Data supplied Block Start

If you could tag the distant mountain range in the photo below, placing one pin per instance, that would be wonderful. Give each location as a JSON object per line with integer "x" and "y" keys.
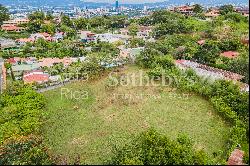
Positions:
{"x": 107, "y": 2}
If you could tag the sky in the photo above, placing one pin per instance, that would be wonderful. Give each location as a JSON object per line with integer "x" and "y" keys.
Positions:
{"x": 150, "y": 1}
{"x": 125, "y": 1}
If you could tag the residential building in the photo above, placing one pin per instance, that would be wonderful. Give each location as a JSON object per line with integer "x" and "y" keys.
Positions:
{"x": 212, "y": 13}
{"x": 124, "y": 31}
{"x": 49, "y": 62}
{"x": 187, "y": 10}
{"x": 6, "y": 43}
{"x": 111, "y": 38}
{"x": 2, "y": 76}
{"x": 144, "y": 32}
{"x": 243, "y": 10}
{"x": 23, "y": 41}
{"x": 130, "y": 53}
{"x": 19, "y": 69}
{"x": 230, "y": 54}
{"x": 37, "y": 76}
{"x": 44, "y": 36}
{"x": 12, "y": 28}
{"x": 16, "y": 21}
{"x": 86, "y": 36}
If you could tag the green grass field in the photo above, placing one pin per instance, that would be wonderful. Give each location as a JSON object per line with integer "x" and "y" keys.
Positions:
{"x": 92, "y": 126}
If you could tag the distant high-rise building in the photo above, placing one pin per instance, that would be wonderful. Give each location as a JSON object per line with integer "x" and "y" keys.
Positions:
{"x": 116, "y": 5}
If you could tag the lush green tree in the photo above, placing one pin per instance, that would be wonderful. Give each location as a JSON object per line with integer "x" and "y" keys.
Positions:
{"x": 225, "y": 9}
{"x": 37, "y": 15}
{"x": 49, "y": 28}
{"x": 25, "y": 150}
{"x": 21, "y": 113}
{"x": 198, "y": 8}
{"x": 66, "y": 21}
{"x": 80, "y": 23}
{"x": 133, "y": 29}
{"x": 4, "y": 14}
{"x": 207, "y": 53}
{"x": 136, "y": 42}
{"x": 49, "y": 16}
{"x": 152, "y": 148}
{"x": 236, "y": 17}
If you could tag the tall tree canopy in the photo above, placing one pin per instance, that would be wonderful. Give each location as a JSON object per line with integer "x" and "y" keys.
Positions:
{"x": 4, "y": 14}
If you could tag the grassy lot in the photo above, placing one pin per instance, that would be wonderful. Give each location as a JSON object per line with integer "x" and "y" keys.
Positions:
{"x": 91, "y": 126}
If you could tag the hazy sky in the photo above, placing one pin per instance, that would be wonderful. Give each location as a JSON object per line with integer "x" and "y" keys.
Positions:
{"x": 125, "y": 1}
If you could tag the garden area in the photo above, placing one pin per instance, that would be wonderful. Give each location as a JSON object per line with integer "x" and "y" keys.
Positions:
{"x": 92, "y": 127}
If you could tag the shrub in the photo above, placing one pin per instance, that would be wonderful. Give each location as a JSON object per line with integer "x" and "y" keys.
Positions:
{"x": 152, "y": 148}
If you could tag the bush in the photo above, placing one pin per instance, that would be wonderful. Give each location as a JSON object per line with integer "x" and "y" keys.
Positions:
{"x": 25, "y": 150}
{"x": 152, "y": 148}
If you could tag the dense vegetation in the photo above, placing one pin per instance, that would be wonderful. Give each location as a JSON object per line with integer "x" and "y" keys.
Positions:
{"x": 21, "y": 117}
{"x": 152, "y": 148}
{"x": 22, "y": 109}
{"x": 228, "y": 100}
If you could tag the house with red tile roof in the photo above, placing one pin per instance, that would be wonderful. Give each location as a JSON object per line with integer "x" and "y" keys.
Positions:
{"x": 12, "y": 28}
{"x": 36, "y": 76}
{"x": 213, "y": 13}
{"x": 43, "y": 35}
{"x": 207, "y": 71}
{"x": 48, "y": 62}
{"x": 236, "y": 158}
{"x": 23, "y": 41}
{"x": 230, "y": 54}
{"x": 187, "y": 10}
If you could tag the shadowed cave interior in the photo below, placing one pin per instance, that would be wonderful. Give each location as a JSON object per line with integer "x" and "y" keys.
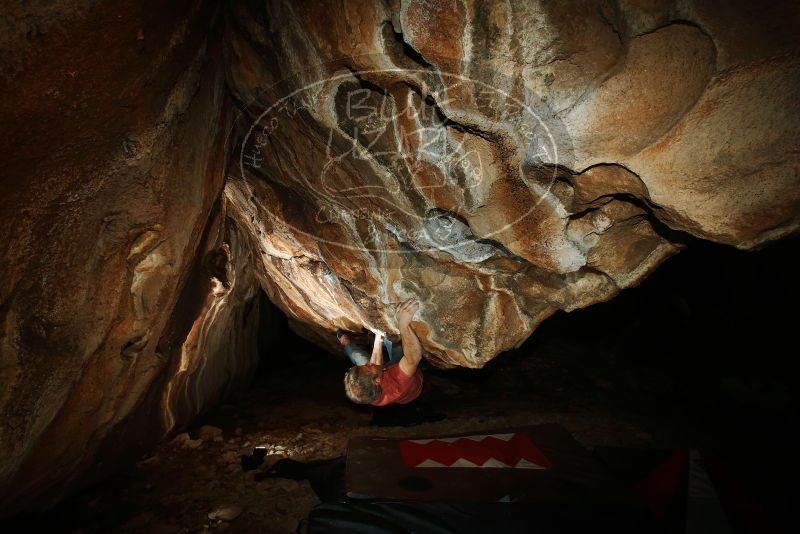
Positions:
{"x": 700, "y": 355}
{"x": 580, "y": 218}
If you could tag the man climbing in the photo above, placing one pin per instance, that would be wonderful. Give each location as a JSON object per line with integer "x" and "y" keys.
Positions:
{"x": 399, "y": 381}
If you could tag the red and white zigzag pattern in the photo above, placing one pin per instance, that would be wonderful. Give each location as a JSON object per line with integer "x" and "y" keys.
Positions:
{"x": 494, "y": 450}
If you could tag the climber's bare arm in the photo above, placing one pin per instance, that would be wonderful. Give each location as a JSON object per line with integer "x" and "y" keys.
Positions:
{"x": 377, "y": 350}
{"x": 412, "y": 350}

Data supplied Block End

Reproduce the material word for word, minus the images.

#### Answer to this problem:
If you could tag the distant mountain range in the photo below, placing one pin per instance, that would be wonderful. Give each location as a JSON object per line with integer "x" and "y" keys.
Positions:
{"x": 107, "y": 2}
If you could tag the sky in the photo above, placing one pin per instance, that would be wonderful. Give each location as a JSON object per line with integer "x" and "y" keys.
Positions:
{"x": 150, "y": 1}
{"x": 125, "y": 1}
If you could tag the residential building in the photo above, placing one pin per instance, that would be wonderful. Give each location as a JSON object per line with integer "x" and "y" keys.
Positions:
{"x": 212, "y": 13}
{"x": 124, "y": 31}
{"x": 49, "y": 62}
{"x": 187, "y": 10}
{"x": 6, "y": 43}
{"x": 111, "y": 38}
{"x": 2, "y": 76}
{"x": 144, "y": 32}
{"x": 243, "y": 10}
{"x": 23, "y": 41}
{"x": 130, "y": 53}
{"x": 19, "y": 69}
{"x": 230, "y": 54}
{"x": 37, "y": 76}
{"x": 44, "y": 36}
{"x": 12, "y": 28}
{"x": 16, "y": 21}
{"x": 86, "y": 36}
If you could tag the green grass field in the photo above, placing one pin per instance, that would be wonderful. Give each location as a JSON object per line with integer "x" and "y" keys.
Positions:
{"x": 92, "y": 126}
If you could tag the distant high-rise building in the photo above, placing one pin per instance, that would be wonderful. Give each location as a JSON object per line with integer "x" and "y" keys.
Positions:
{"x": 116, "y": 5}
If you could tag the lush green tree in the photo above, placing one pin per instance, that would be wonderful. Give each location as a JSON object per line with integer "x" and "y" keys.
Positions:
{"x": 225, "y": 9}
{"x": 37, "y": 15}
{"x": 49, "y": 28}
{"x": 25, "y": 150}
{"x": 21, "y": 113}
{"x": 198, "y": 8}
{"x": 66, "y": 21}
{"x": 80, "y": 23}
{"x": 133, "y": 29}
{"x": 4, "y": 14}
{"x": 207, "y": 53}
{"x": 136, "y": 42}
{"x": 49, "y": 16}
{"x": 152, "y": 148}
{"x": 236, "y": 17}
If you could tag the tall tree canopy in the photo above, placing one pin per instance, that would be wonderful. Give each location as a JSON object per line with integer "x" and "y" keys.
Positions:
{"x": 4, "y": 14}
If you could tag the grassy lot in the photo above, placing one pin per instance, that would be wonderful. Give each location as a JSON object per line with integer "x" and "y" keys.
Positions:
{"x": 91, "y": 126}
If you could tag the hazy sky in the photo above, placing one pin per instance, that would be wonderful. Give each location as a JSON object per line with integer "x" and "y" keys.
Positions:
{"x": 125, "y": 1}
If you could tag the garden area in the photo above, placing one pin per instance, that would be wonderful. Give each location as a JSON object per line with integer "x" and "y" keys.
Positions:
{"x": 92, "y": 127}
If you could tag the shrub in the photo above, placing one pin per instance, that would be wonderful. Give each location as a JSON object per line with integer "x" and "y" keys.
Positions:
{"x": 152, "y": 148}
If you could tag the bush in the photo above, placing one pin per instance, that would be wonderful. Give each location as a JSON object per line with integer "x" and "y" keys.
Positions:
{"x": 25, "y": 150}
{"x": 152, "y": 148}
If you could tag the dense vegetation in the photo above, placing one pin per instance, that would be wonderful. Give each location as a JSON object per line with integer "x" and "y" keys.
Positions:
{"x": 21, "y": 117}
{"x": 152, "y": 148}
{"x": 22, "y": 109}
{"x": 228, "y": 100}
If you could tag the house with red tile roof in the photo above, placing one pin per instance, that would be wonderful. Give each location as a JSON object per line with integer "x" and "y" keys.
Positions:
{"x": 12, "y": 28}
{"x": 36, "y": 76}
{"x": 213, "y": 13}
{"x": 43, "y": 35}
{"x": 207, "y": 71}
{"x": 48, "y": 62}
{"x": 236, "y": 158}
{"x": 23, "y": 41}
{"x": 230, "y": 54}
{"x": 187, "y": 10}
If you could tag the shadowed cave interior in the photo below, placing one pin per instance, that would be wonderful. Give each location as a JSON object per line with integer "x" and "y" keys.
Positions:
{"x": 700, "y": 355}
{"x": 580, "y": 218}
If you could tag the man climbing in the photo above, placing one pin per instance, that would be wonderful. Give each location as a JSON object per line with integer "x" and "y" keys.
Positions:
{"x": 399, "y": 381}
If you could tag the red and white zigzag pattern in the photo above, placing one pin per instance, that would be wonderful. Give each location as a JSON object per line with integer "x" and "y" keys.
Positions:
{"x": 494, "y": 450}
If you could tag the climber's bare arm in the photo above, placing one pin per instance, that would be wonderful. Give each location as a JSON object per line with integer "x" and "y" keys.
Positions:
{"x": 377, "y": 350}
{"x": 412, "y": 350}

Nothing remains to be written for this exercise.